## START

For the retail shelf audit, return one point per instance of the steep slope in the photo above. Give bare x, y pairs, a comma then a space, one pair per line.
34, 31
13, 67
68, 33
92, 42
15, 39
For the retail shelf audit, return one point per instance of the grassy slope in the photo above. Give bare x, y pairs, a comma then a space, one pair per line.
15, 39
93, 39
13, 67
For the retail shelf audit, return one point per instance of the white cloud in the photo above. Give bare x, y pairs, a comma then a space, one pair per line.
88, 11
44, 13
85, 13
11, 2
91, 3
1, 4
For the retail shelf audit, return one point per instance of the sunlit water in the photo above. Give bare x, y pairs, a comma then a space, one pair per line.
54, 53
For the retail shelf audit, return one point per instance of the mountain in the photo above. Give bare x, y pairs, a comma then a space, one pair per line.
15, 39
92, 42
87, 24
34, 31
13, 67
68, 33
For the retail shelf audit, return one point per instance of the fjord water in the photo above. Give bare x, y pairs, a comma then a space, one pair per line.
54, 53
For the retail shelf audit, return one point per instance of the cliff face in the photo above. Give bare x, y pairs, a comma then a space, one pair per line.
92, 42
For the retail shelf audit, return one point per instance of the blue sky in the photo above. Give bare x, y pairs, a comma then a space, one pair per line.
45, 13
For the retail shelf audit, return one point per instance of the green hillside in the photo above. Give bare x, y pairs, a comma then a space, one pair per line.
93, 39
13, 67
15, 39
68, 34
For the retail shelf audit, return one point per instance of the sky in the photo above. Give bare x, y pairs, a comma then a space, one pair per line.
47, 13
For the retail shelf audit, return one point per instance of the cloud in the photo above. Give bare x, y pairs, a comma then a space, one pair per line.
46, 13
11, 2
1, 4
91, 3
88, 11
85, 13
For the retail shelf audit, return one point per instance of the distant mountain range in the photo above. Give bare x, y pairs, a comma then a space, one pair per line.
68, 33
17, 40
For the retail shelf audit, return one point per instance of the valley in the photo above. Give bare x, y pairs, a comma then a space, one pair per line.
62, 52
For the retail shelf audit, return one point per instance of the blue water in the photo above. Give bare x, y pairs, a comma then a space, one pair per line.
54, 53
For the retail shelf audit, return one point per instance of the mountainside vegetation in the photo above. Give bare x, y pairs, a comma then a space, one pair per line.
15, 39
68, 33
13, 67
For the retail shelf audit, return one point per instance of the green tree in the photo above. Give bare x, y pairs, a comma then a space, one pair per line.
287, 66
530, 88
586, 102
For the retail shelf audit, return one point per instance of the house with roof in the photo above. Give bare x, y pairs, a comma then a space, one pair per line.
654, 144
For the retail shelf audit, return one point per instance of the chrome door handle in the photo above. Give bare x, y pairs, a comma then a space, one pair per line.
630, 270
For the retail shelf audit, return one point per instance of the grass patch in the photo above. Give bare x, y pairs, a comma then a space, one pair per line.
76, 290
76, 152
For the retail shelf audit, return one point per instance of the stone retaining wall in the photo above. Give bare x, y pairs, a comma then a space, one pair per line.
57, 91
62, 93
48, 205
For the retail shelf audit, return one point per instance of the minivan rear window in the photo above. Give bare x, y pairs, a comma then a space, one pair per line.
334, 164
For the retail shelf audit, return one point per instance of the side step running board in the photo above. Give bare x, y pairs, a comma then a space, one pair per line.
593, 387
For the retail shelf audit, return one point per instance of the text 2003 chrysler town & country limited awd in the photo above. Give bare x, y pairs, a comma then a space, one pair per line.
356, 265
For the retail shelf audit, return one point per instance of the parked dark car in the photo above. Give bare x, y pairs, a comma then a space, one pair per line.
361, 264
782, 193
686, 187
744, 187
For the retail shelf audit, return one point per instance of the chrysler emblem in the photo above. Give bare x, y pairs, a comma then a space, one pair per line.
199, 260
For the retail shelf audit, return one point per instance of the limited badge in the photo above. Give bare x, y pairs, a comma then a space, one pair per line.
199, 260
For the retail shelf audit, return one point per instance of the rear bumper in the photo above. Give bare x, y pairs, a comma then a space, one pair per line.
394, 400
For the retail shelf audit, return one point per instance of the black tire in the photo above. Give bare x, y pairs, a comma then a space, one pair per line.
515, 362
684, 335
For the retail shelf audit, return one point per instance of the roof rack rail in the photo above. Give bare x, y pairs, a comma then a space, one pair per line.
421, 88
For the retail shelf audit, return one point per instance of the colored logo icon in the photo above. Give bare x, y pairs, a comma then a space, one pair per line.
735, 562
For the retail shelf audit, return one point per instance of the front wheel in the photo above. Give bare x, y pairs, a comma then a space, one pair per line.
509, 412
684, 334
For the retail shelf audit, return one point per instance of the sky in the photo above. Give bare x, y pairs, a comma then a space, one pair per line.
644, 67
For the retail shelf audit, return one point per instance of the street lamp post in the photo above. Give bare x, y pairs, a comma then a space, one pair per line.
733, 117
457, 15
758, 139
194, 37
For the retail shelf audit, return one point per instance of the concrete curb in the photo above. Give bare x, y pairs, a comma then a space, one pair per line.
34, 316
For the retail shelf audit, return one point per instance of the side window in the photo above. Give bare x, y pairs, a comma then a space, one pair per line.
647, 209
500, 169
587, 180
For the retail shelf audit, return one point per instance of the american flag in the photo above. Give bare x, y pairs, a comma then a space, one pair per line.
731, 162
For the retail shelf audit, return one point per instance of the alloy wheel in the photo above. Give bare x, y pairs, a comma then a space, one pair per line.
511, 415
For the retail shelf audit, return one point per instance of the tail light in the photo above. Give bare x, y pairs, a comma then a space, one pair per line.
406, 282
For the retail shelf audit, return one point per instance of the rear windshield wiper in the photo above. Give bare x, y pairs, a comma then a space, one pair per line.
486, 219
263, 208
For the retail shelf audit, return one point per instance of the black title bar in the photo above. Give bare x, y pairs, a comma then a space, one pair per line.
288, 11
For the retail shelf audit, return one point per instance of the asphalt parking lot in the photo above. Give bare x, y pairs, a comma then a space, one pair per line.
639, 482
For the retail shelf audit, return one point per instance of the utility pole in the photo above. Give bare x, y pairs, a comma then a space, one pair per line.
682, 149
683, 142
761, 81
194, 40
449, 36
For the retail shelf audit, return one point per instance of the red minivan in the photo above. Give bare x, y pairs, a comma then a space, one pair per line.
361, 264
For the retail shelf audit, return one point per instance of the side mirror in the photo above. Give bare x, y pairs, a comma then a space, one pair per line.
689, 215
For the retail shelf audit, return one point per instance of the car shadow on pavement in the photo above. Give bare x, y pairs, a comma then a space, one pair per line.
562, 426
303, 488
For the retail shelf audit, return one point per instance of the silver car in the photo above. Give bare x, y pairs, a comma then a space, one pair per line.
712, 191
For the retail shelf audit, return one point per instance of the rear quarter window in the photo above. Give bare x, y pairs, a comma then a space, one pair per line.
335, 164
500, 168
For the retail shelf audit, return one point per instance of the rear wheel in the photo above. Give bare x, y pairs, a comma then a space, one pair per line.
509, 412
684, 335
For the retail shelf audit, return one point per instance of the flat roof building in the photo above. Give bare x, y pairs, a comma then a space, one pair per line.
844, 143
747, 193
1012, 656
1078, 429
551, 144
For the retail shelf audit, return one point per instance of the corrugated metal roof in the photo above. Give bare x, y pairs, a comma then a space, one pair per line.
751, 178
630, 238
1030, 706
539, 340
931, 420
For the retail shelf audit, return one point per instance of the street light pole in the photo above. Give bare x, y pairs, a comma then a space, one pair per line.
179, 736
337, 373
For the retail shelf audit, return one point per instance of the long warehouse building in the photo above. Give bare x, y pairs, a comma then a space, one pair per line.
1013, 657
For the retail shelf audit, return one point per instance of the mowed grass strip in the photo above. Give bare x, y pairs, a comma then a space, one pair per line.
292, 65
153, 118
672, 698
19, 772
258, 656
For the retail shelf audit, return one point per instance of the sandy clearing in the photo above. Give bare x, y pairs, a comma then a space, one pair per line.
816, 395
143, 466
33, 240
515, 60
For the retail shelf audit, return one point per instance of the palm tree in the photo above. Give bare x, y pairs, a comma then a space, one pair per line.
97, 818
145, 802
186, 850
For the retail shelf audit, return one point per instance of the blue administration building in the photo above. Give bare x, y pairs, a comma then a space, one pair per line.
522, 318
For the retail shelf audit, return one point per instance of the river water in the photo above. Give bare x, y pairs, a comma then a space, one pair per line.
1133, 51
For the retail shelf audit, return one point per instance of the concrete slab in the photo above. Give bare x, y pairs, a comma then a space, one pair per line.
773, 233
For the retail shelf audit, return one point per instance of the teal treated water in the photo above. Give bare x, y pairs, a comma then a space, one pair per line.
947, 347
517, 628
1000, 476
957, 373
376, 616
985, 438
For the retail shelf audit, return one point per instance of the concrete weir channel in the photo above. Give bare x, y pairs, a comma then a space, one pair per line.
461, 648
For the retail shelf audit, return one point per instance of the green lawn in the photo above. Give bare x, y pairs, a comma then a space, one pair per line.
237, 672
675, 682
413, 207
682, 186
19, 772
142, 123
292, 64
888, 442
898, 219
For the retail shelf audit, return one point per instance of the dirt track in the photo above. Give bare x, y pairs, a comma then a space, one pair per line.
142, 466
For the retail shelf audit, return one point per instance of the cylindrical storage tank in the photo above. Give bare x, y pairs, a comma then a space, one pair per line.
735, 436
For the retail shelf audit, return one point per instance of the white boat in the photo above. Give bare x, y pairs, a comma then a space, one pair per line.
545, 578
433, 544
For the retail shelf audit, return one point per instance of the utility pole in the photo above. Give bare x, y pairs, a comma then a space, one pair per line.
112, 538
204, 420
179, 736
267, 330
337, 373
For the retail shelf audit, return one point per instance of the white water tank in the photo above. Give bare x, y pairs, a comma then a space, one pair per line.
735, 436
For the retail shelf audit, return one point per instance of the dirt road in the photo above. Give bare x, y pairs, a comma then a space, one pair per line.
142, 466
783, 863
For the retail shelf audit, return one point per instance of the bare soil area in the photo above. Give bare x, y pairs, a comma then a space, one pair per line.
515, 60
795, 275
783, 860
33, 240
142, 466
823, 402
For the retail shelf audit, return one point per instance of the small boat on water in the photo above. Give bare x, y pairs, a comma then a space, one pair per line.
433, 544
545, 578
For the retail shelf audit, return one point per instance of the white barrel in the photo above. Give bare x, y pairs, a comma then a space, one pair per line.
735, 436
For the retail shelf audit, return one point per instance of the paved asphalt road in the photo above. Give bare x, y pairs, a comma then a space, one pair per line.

## END

● What the task requires: Quote only the lines from the one containing "the white water" through the final line of the records, with both ends included.

● Worked solution:
For the retail shelf audit, return one point per instance of the white water tank in the photo above. Give bare x, y pairs, a comma then a space, one pair per line.
735, 436
For the retail shelf audit, return one point per instance of the dirt road in the photo above. Give bare x, y pairs, a comma then a space, one pair per line.
142, 466
783, 863
For the retail shelf audit, return one point per instance of the bare soil area in the photo above. Give bare x, y pairs, a comma then a space, one pair per line.
515, 60
795, 275
783, 860
33, 240
142, 466
823, 402
For the retail shelf audit, return one point per instance of the small boat on water in the photo above. Give bare x, y pairs, a comma then a space, one pair per line.
433, 544
545, 578
For the retail shelf audit, return one point per instance of the white barrel in the photo above. Give bare x, y pairs, a comma then a space, one pair per line.
735, 436
For the retail shelf audit, return one point per instance of the paved asphalt road in the photo above. Give bare x, y pairs, a comma then a space, one pair per line.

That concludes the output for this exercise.